# Start of GIVEN RECORDS

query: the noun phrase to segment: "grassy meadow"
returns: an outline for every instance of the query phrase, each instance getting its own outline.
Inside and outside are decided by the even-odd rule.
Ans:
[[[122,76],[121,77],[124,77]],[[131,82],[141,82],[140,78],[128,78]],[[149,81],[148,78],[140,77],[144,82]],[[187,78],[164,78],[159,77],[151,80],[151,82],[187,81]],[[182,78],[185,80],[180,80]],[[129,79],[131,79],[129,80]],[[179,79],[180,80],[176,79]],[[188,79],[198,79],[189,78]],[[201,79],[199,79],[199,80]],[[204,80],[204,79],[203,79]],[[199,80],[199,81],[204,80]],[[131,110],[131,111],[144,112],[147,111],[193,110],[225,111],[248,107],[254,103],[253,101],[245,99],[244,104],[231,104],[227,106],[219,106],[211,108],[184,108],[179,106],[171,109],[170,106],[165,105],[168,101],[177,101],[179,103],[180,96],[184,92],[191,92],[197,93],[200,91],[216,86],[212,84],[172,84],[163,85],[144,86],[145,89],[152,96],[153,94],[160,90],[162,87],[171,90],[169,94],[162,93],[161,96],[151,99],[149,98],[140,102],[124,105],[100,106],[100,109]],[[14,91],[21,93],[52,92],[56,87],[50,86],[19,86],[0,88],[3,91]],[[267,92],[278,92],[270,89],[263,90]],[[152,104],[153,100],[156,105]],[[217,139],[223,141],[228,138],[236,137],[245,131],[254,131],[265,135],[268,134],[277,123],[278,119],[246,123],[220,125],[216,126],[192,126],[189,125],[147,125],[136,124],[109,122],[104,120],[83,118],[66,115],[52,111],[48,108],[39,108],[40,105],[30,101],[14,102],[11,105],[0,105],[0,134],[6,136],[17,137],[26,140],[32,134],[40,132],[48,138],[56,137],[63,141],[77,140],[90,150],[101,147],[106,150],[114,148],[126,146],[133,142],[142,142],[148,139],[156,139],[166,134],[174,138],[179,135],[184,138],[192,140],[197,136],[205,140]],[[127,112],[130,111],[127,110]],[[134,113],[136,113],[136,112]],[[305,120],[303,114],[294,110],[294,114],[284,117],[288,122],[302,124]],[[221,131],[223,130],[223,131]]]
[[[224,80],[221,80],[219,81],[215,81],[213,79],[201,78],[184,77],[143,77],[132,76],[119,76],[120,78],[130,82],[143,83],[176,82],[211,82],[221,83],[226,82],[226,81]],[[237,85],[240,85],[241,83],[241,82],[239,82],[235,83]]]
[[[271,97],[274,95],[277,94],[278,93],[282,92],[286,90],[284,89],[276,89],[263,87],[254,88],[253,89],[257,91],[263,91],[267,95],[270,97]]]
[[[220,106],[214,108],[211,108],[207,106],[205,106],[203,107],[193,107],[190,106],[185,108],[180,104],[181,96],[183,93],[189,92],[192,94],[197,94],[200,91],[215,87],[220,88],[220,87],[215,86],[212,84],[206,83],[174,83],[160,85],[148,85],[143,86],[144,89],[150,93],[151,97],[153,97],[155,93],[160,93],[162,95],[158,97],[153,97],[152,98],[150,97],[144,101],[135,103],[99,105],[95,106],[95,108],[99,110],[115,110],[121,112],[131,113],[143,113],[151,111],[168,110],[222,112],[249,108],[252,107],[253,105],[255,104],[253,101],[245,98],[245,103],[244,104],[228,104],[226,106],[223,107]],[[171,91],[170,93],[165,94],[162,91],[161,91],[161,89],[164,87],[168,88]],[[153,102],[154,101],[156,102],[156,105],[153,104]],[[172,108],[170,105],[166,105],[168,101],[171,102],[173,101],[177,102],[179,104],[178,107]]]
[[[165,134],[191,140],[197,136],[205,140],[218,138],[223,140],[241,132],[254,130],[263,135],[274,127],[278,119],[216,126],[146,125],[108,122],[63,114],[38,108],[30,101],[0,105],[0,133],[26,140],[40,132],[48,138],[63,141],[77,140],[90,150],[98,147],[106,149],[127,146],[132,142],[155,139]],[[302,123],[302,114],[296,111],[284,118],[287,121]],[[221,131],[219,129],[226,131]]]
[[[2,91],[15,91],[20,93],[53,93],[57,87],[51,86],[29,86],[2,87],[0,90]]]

# End of GIVEN RECORDS

▶ WHAT THE EXERCISE ASKS:
All of the entries above need to be reproduced exactly.

▶ FINISHED TASK:
query: the noun phrase to segment: "grassy meadow"
returns: an outline for every instance of the query phrase, each instance getting its own outline.
Inside and outside are decided by the even-odd rule.
Ans:
[[[122,76],[121,77],[124,77]],[[131,82],[141,82],[140,78],[128,78]],[[149,81],[148,78],[140,77],[144,82]],[[187,78],[164,78],[159,77],[151,80],[151,82],[187,81]],[[182,78],[185,80],[180,80]],[[129,79],[131,79],[129,80]],[[179,79],[180,80],[176,79]],[[188,79],[198,79],[189,78]],[[201,79],[199,79],[199,80]],[[204,80],[204,79],[203,79]],[[199,80],[199,81],[204,80]],[[131,110],[131,111],[144,112],[147,111],[193,110],[225,111],[248,107],[254,103],[253,101],[245,99],[244,104],[231,104],[227,106],[219,106],[211,108],[184,108],[179,106],[171,109],[170,106],[165,105],[168,101],[177,101],[179,103],[180,96],[184,92],[191,92],[197,93],[200,91],[216,86],[212,84],[172,84],[163,85],[144,86],[145,89],[152,96],[153,94],[160,90],[162,87],[171,90],[169,94],[162,93],[161,96],[151,99],[149,98],[140,102],[124,105],[100,106],[100,109]],[[14,91],[21,93],[52,92],[56,87],[50,86],[19,86],[0,88],[3,91]],[[267,92],[278,92],[270,89],[263,90]],[[152,104],[153,100],[156,105]],[[217,139],[223,141],[228,138],[236,137],[245,131],[254,131],[265,135],[268,134],[277,123],[278,119],[246,123],[220,125],[216,126],[192,126],[189,125],[147,125],[136,124],[109,122],[104,120],[83,118],[66,115],[52,111],[48,108],[39,108],[40,105],[30,101],[14,102],[11,105],[0,105],[0,134],[6,136],[17,137],[26,140],[32,134],[40,132],[48,138],[56,137],[63,141],[77,140],[90,150],[101,147],[106,150],[114,148],[126,146],[133,142],[142,142],[148,139],[156,139],[166,134],[174,138],[179,135],[184,138],[192,140],[197,136],[205,140]],[[127,112],[130,111],[127,110]],[[134,113],[136,113],[136,112]],[[305,120],[303,114],[294,110],[294,114],[284,117],[288,122],[302,124]],[[221,131],[223,130],[223,131]]]
[[[224,80],[221,80],[219,81],[215,81],[213,79],[201,78],[184,77],[143,77],[132,76],[119,76],[120,78],[130,82],[143,83],[176,82],[211,82],[221,83],[226,82],[226,81]],[[237,85],[240,85],[241,83],[241,82],[239,82],[235,83]]]
[[[271,97],[274,95],[277,94],[278,93],[282,92],[286,90],[284,89],[276,89],[263,87],[254,88],[253,89],[257,91],[263,91],[267,95],[270,97]]]
[[[220,106],[214,108],[211,108],[207,106],[205,106],[203,107],[193,107],[190,106],[185,108],[180,104],[181,96],[183,93],[189,92],[192,94],[197,94],[200,91],[215,87],[220,88],[220,87],[215,86],[212,84],[206,83],[174,83],[160,85],[148,85],[143,86],[144,89],[150,93],[151,97],[153,97],[155,93],[160,93],[162,95],[158,97],[153,97],[152,98],[150,97],[144,101],[135,103],[99,105],[95,106],[95,108],[99,110],[115,110],[121,112],[131,113],[143,113],[151,111],[168,110],[222,112],[249,108],[252,107],[253,105],[255,104],[253,101],[245,98],[245,103],[244,104],[228,104],[226,106],[223,107]],[[171,91],[170,93],[165,94],[162,91],[161,91],[161,89],[164,87],[168,88]],[[153,102],[154,101],[156,102],[156,105],[153,104]],[[172,108],[170,105],[166,105],[168,101],[171,102],[173,101],[177,102],[179,104],[178,107]]]
[[[165,134],[191,140],[197,136],[205,140],[218,138],[223,140],[241,132],[254,130],[263,135],[274,127],[278,119],[216,126],[146,125],[108,122],[63,114],[38,108],[30,101],[0,105],[0,133],[26,140],[40,132],[48,138],[63,141],[77,140],[90,150],[98,147],[106,149],[127,146],[132,142],[155,139]],[[302,123],[302,114],[296,111],[284,118],[287,121]],[[221,131],[219,129],[226,131]]]
[[[2,91],[15,91],[20,93],[53,93],[57,87],[51,86],[29,86],[2,87],[0,90]]]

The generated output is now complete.